START EXTRACTED TEXT

So **the static table is only a fallback**. Anything you put in the overlay takes
precedence within 5 minutes, with no redeploy.

## Setting custom prices at runtime

Each pricing row is one DynamoDB item:

| Attribute | Value |
|---|---|
| `PK` | `PRICE#{provider}#{model}` (e.g. `PRICE#bedrock#openai.gpt-5.5`) |
| `SK` | `CONFIG` |
| `provider`, `model` | the lookup key |
| `input_per_1k`, `output_per_1k` | USD per 1K tokens |
| `cache_read_per_1k`, `cache_write_per_1k` | optional; omit if the model has no cache discount |
| `cache_supported` | optional bool; set `false` for models with no cache-billing lane (e.g. gpt-oss) so savings report 0 instead of a default 10%-of-input estimate |

Manage these through the **pricing admin API** (`/pricing`, behind the admin-plane
Cognito authorizer) — `GET`/`PUT`/`DELETE` per provider/model. That is the
supported path for an operator to record an Epic-specific negotiated rate or a
volume tier without touching code.

:::note
The pricing overlay table and the `pricing_admin` Lambda are part of the admin
plane (`enable_admin_api`). Until that is wired, prices come from the static
fallback table only. The static defaults are correct published list rates as of
their last verification — see the comments in `src/cost_attribution/pricing.py`
for per-model sources and dates.
:::

## Verified default rates (fallback)

END EXTRACTED TEXT
START RECORDED DATA

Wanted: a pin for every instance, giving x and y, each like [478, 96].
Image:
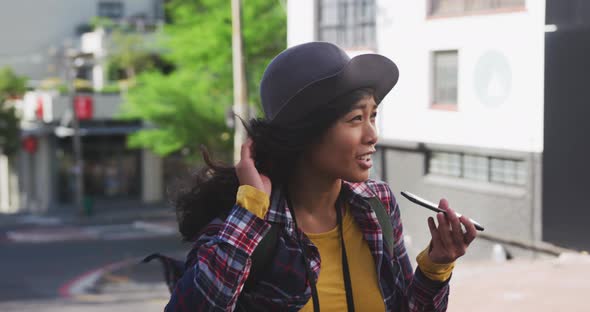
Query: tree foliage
[188, 106]
[12, 86]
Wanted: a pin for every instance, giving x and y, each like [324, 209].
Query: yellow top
[363, 274]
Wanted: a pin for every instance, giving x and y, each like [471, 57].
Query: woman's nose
[371, 135]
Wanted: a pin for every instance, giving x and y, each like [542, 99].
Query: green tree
[187, 107]
[12, 86]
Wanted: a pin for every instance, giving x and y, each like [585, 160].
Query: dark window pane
[348, 23]
[110, 9]
[445, 77]
[451, 7]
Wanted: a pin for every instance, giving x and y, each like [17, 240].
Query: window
[110, 9]
[461, 7]
[347, 23]
[444, 79]
[477, 167]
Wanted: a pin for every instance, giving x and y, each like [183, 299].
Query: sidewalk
[543, 285]
[549, 285]
[112, 212]
[119, 220]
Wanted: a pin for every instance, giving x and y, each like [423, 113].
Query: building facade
[466, 119]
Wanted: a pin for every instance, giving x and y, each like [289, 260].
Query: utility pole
[71, 70]
[240, 107]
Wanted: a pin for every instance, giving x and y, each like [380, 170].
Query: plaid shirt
[219, 262]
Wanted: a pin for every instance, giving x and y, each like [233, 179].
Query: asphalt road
[36, 271]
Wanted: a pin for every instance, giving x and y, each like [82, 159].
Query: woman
[305, 171]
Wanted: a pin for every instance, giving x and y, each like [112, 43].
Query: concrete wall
[36, 177]
[511, 212]
[503, 110]
[152, 177]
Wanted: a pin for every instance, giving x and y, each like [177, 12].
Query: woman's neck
[314, 198]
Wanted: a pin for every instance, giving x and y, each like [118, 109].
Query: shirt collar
[356, 194]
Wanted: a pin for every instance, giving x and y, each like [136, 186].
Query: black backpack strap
[384, 221]
[173, 268]
[262, 256]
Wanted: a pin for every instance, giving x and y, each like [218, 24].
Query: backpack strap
[384, 222]
[262, 256]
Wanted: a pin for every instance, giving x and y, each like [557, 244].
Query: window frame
[518, 180]
[434, 102]
[487, 11]
[347, 26]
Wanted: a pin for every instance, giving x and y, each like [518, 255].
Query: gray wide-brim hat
[308, 76]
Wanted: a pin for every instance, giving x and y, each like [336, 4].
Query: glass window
[348, 23]
[475, 167]
[445, 77]
[110, 9]
[458, 7]
[445, 163]
[478, 167]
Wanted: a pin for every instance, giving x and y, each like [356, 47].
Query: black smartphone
[424, 203]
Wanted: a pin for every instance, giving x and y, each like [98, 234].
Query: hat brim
[363, 71]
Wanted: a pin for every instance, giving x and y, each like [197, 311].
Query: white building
[466, 119]
[36, 37]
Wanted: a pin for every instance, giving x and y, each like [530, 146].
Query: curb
[82, 284]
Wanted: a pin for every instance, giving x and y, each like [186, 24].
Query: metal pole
[76, 139]
[240, 106]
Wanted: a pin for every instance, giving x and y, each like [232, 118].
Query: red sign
[83, 107]
[30, 144]
[39, 108]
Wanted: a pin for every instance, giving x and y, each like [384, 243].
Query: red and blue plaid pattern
[219, 262]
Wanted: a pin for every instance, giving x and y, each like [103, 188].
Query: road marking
[81, 284]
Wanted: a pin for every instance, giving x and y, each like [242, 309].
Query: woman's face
[346, 149]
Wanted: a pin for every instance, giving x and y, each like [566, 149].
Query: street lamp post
[74, 61]
[241, 107]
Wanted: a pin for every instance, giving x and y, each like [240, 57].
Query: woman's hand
[448, 240]
[247, 172]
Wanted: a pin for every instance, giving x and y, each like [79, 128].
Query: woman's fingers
[456, 230]
[246, 151]
[470, 232]
[434, 232]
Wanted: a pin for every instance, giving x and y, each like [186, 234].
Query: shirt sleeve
[434, 271]
[219, 263]
[420, 293]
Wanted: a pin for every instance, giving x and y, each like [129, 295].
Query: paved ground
[543, 285]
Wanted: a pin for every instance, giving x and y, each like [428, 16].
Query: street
[64, 266]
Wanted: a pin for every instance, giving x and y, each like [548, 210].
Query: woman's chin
[357, 177]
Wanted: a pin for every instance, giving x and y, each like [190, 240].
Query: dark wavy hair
[210, 192]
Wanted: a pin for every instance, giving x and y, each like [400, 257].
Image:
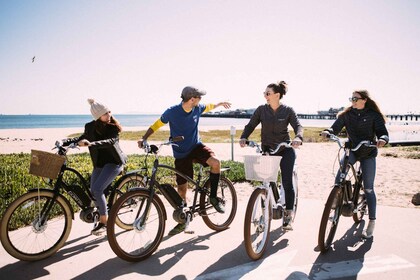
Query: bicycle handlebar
[253, 144]
[153, 149]
[63, 149]
[336, 139]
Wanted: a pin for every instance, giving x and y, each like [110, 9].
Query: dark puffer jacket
[361, 125]
[105, 146]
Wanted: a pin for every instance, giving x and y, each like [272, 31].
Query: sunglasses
[354, 99]
[265, 93]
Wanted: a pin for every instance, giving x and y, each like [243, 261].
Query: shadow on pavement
[152, 266]
[32, 270]
[238, 256]
[343, 260]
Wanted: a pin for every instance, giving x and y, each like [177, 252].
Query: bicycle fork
[269, 199]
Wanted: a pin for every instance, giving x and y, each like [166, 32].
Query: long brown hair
[370, 103]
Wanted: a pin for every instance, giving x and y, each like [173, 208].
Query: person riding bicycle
[183, 121]
[102, 137]
[275, 118]
[363, 121]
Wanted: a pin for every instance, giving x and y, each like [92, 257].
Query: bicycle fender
[139, 171]
[60, 195]
[135, 172]
[147, 191]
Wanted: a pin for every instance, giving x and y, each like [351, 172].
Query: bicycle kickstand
[187, 224]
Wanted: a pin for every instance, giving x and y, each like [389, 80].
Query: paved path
[394, 252]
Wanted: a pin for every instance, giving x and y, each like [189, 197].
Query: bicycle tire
[257, 224]
[330, 218]
[360, 203]
[134, 244]
[296, 190]
[226, 192]
[129, 182]
[21, 235]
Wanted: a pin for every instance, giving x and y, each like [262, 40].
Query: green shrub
[15, 179]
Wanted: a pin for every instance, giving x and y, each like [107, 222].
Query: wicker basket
[261, 168]
[45, 164]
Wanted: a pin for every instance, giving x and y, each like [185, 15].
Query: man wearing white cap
[183, 120]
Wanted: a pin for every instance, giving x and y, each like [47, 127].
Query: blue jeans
[101, 178]
[286, 166]
[368, 176]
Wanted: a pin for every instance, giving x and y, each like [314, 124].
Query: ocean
[127, 121]
[64, 121]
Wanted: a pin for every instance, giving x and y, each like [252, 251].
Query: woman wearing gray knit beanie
[101, 136]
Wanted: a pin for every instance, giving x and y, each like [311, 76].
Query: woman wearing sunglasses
[364, 120]
[275, 118]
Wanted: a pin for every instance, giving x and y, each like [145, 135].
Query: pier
[406, 117]
[243, 115]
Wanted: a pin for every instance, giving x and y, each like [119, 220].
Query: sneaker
[99, 229]
[368, 232]
[217, 205]
[177, 229]
[287, 220]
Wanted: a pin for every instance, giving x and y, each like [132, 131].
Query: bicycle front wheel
[147, 225]
[35, 226]
[227, 195]
[361, 204]
[129, 182]
[330, 219]
[257, 224]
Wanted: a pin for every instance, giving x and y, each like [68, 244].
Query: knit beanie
[97, 109]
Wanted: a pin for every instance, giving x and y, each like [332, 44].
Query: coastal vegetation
[311, 134]
[15, 179]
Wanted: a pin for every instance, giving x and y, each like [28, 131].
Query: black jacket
[361, 125]
[274, 125]
[105, 146]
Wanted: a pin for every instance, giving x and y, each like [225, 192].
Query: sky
[136, 56]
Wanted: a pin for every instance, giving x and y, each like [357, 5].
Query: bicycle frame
[194, 208]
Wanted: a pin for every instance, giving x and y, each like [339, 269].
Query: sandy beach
[397, 178]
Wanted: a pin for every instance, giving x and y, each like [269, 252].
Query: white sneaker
[287, 220]
[368, 232]
[99, 229]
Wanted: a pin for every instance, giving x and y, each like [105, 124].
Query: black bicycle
[267, 201]
[38, 223]
[346, 198]
[144, 211]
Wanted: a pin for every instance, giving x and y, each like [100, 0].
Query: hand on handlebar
[325, 134]
[380, 143]
[142, 143]
[242, 142]
[296, 143]
[83, 143]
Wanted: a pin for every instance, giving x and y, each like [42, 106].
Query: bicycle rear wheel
[227, 194]
[129, 182]
[361, 204]
[330, 219]
[29, 233]
[257, 224]
[137, 243]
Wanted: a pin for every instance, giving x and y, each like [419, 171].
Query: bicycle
[347, 197]
[38, 223]
[143, 209]
[265, 202]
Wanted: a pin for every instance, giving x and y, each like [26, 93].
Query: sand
[397, 178]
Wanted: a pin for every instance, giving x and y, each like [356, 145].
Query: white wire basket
[261, 168]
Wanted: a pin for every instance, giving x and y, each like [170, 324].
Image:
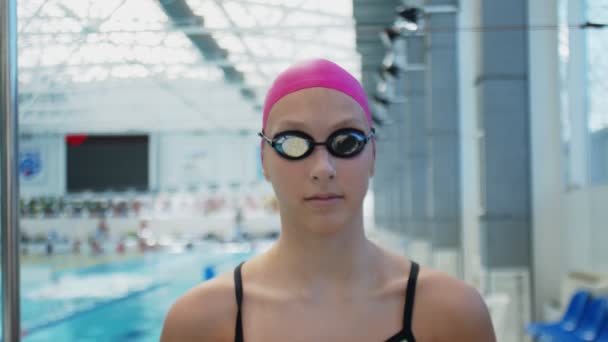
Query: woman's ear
[373, 168]
[263, 164]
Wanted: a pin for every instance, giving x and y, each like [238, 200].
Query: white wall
[585, 229]
[546, 160]
[469, 140]
[187, 160]
[47, 154]
[177, 161]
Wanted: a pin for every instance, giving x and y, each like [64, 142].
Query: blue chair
[603, 336]
[589, 327]
[569, 321]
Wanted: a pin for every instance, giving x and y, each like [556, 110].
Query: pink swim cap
[311, 74]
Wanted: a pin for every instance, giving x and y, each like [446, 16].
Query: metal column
[9, 191]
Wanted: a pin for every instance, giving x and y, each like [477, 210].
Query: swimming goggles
[295, 145]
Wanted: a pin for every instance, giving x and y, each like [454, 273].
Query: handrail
[9, 183]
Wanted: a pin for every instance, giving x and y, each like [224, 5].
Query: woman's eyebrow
[291, 124]
[348, 122]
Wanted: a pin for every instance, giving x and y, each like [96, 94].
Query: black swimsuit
[405, 334]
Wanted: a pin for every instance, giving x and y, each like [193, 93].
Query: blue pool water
[123, 301]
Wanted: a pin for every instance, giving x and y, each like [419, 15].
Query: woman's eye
[294, 146]
[346, 143]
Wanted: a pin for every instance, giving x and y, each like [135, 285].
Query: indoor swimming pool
[117, 301]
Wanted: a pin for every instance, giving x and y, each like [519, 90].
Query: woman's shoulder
[206, 312]
[450, 308]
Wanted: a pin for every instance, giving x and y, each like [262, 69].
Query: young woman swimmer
[323, 280]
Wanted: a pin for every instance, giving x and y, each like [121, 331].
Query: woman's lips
[324, 201]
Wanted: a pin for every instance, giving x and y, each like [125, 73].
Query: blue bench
[585, 319]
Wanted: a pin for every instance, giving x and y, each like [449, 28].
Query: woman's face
[303, 186]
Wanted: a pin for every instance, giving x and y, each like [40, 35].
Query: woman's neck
[321, 260]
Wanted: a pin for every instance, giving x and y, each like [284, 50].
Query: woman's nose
[323, 168]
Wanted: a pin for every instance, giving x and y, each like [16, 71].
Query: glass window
[597, 101]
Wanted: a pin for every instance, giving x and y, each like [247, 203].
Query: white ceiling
[121, 65]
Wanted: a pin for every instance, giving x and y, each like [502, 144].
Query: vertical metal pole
[9, 191]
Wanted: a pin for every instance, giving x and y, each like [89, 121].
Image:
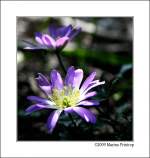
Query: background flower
[57, 38]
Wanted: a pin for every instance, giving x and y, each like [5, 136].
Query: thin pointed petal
[70, 76]
[88, 80]
[38, 38]
[56, 80]
[35, 107]
[87, 115]
[52, 120]
[61, 41]
[88, 103]
[43, 83]
[78, 78]
[88, 95]
[48, 41]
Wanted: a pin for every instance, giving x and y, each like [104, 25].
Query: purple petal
[31, 46]
[87, 115]
[69, 29]
[49, 41]
[69, 109]
[38, 38]
[63, 31]
[70, 76]
[88, 95]
[78, 76]
[52, 31]
[52, 120]
[61, 41]
[43, 83]
[35, 107]
[87, 81]
[92, 86]
[43, 101]
[88, 103]
[74, 33]
[56, 80]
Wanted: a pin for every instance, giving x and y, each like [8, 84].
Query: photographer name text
[114, 145]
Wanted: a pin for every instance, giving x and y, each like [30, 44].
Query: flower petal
[70, 76]
[35, 107]
[48, 41]
[69, 109]
[62, 31]
[69, 29]
[52, 31]
[56, 80]
[78, 76]
[87, 115]
[43, 83]
[43, 101]
[74, 33]
[52, 120]
[88, 95]
[92, 86]
[88, 103]
[88, 80]
[38, 38]
[61, 41]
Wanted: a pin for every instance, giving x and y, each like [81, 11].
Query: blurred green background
[104, 46]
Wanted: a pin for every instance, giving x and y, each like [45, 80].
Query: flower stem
[71, 118]
[64, 69]
[60, 61]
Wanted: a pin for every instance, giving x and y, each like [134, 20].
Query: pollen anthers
[67, 97]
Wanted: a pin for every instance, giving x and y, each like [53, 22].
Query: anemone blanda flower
[57, 38]
[68, 96]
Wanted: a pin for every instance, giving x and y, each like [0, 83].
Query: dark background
[104, 46]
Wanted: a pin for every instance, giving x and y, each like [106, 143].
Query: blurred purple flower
[68, 96]
[56, 39]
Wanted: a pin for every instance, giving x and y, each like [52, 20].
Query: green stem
[60, 61]
[71, 118]
[64, 69]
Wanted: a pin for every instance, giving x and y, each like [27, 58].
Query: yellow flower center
[67, 97]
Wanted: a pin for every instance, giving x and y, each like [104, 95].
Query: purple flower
[56, 39]
[69, 96]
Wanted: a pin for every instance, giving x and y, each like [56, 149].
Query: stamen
[67, 97]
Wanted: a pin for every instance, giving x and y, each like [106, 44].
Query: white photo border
[10, 10]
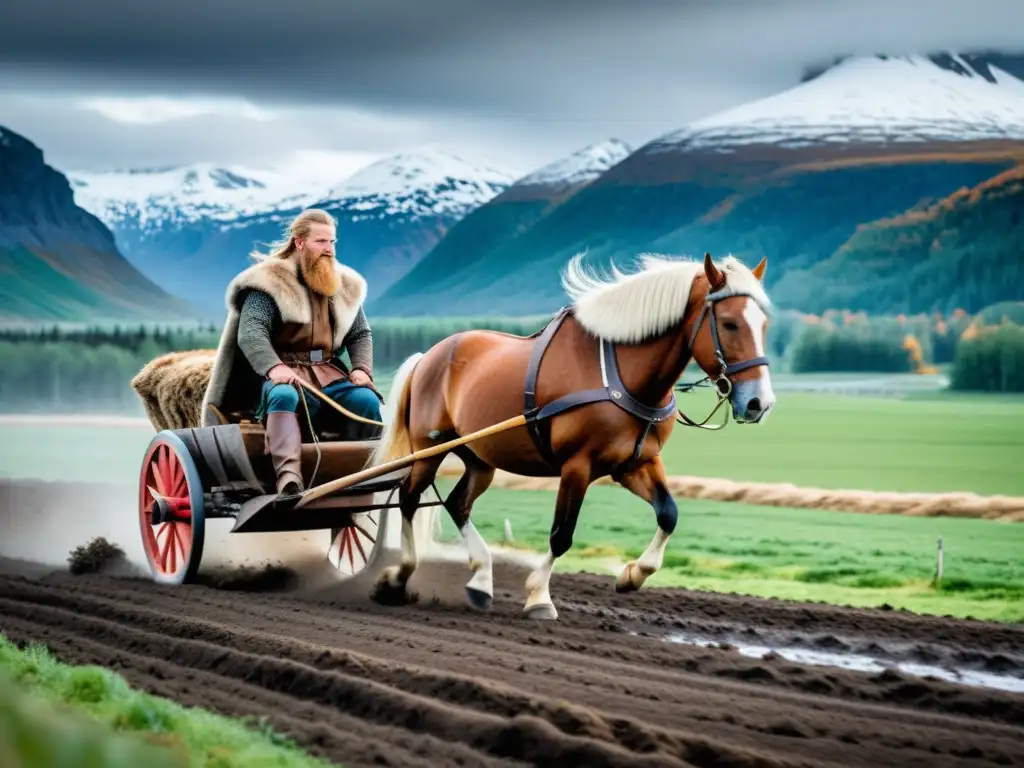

END RECORDED DATA

> ACTIVITY LIST
- 1) Answer these from the excerpt on runtime pricing. Put each answer on its own line, marked to match:
(a) How soon does a price placed in the overlay take precedence over the static table?
(b) What value does the `SK` attribute hold in each pricing row?
(c) Where can someone find the per-model sources and dates for the static defaults?
- 2) Go on with the excerpt on runtime pricing, starting after its last line.

> ANSWERS TO THIS EXERCISE
- 1)
(a) Within 5 minutes, with no redeploy.
(b) `CONFIG`
(c) In the comments in `src/cost_attribution/pricing.py`.

- 2)
The static OpenAI-on-Bedrock defaults were verified 2026-06-11 against the AWS
Bedrock pricing page and the AWS Price List bulk API:

| Model | Input /1K | Output /1K | Cache read /1K | Notes |
|---|---|---|---|---|
| `bedrock / openai.gpt-5.5` | $0.0055 | $0.033 | $0.00055 | AWS rate (~10% over OpenAI 1st-party list) |
| `bedrock / openai.gpt-5.4` | $0.00275 | $0.0165 | $0.000275 | AWS rate; GovCloud differs |
| `bedrock / openai.gpt-oss-120b` | $0.00015 | $0.0006 | — | no cache lane (`cache_supported=false`) |
| `bedrock / openai.gpt-oss-20b` | $0.00007 | $0.0003 | — | no cache lane |

:::caution
AWS bills the OpenAI frontier models ~10% above OpenAI's first-party list price,
and rates vary by region (GovCloud is higher). The numbers above are commercial
us-east-1 list rates and are a **fallback** — set the overlay to your actual
billed/negotiated rate for accurate chargeback.
:::

### Anthropic Claude on Bedrock (verified 2026-06-11)

Standard (regional) rate on the base model ID; the `global.`-prefixed inference
profile is ~10% cheaper and has its own row. Published cache-read is exactly 10%
of input and cache-write (5-min) exactly 125%, so the defaults compute correct
cache savings without per-row cache fields.

| Model | Base ID | Input /1K | Output /1K |
|---|---|---|---|
| Opus 4.8 | `anthropic.claude-opus-4-8` | $0.0055 | $0.0275 |
| Opus 4.7 | `anthropic.claude-opus-4-7` | $0.0055 | $0.0275 |
| Opus 4.6 | `anthropic.claude-opus-4-6-v1` | $0.0055 | $0.0275 |
| Opus 4.5 | `anthropic.claude-opus-4-5-20251101-v1:0` | $0.0055 | $0.0275 |
| Opus 4.1 / 4 | `anthropic.claude-opus-4-1-...` / `-4-...` | $0.015 | $0.075 |
| Sonnet 4.6 | `anthropic.claude-sonnet-4-6` | $0.0033 | $0.0165 |
| Sonnet 4.5 | `anthropic.claude-sonnet-4-5-20250929-v1:0` | $0.0033 | $0.0165 |
| Sonnet 4 | `anthropic.claude-sonnet-4-20250514-v1:0` | $0.003 | $0.015 |
| Haiku 4.5 | `anthropic.claude-haiku-4-5-20251001-v1:0` | $0.0011 | $0.0055 |
| Fable 5 | `anthropic.claude-fable-5` | $0.011 | $0.055 |

:::note
**Model-ID forms are not uniform** across the 4.x line — 4.8/4.7 carry no
`-v1`/date, 4.6 has `-v1` but no date, 4.5 and older carry the full date — so the
table keys on exact strings, not a date-stamp pattern. **Haiku exists only at
4.5** in the 4.x line. **Claude Mythos 5** (`anthropic.claude-mythos-5`) is a
gated preview with **no published price** — intentionally omitted so it trips
`UnknownModelPrice` rather than billing at a guess.
:::

## Auto-refresh (future)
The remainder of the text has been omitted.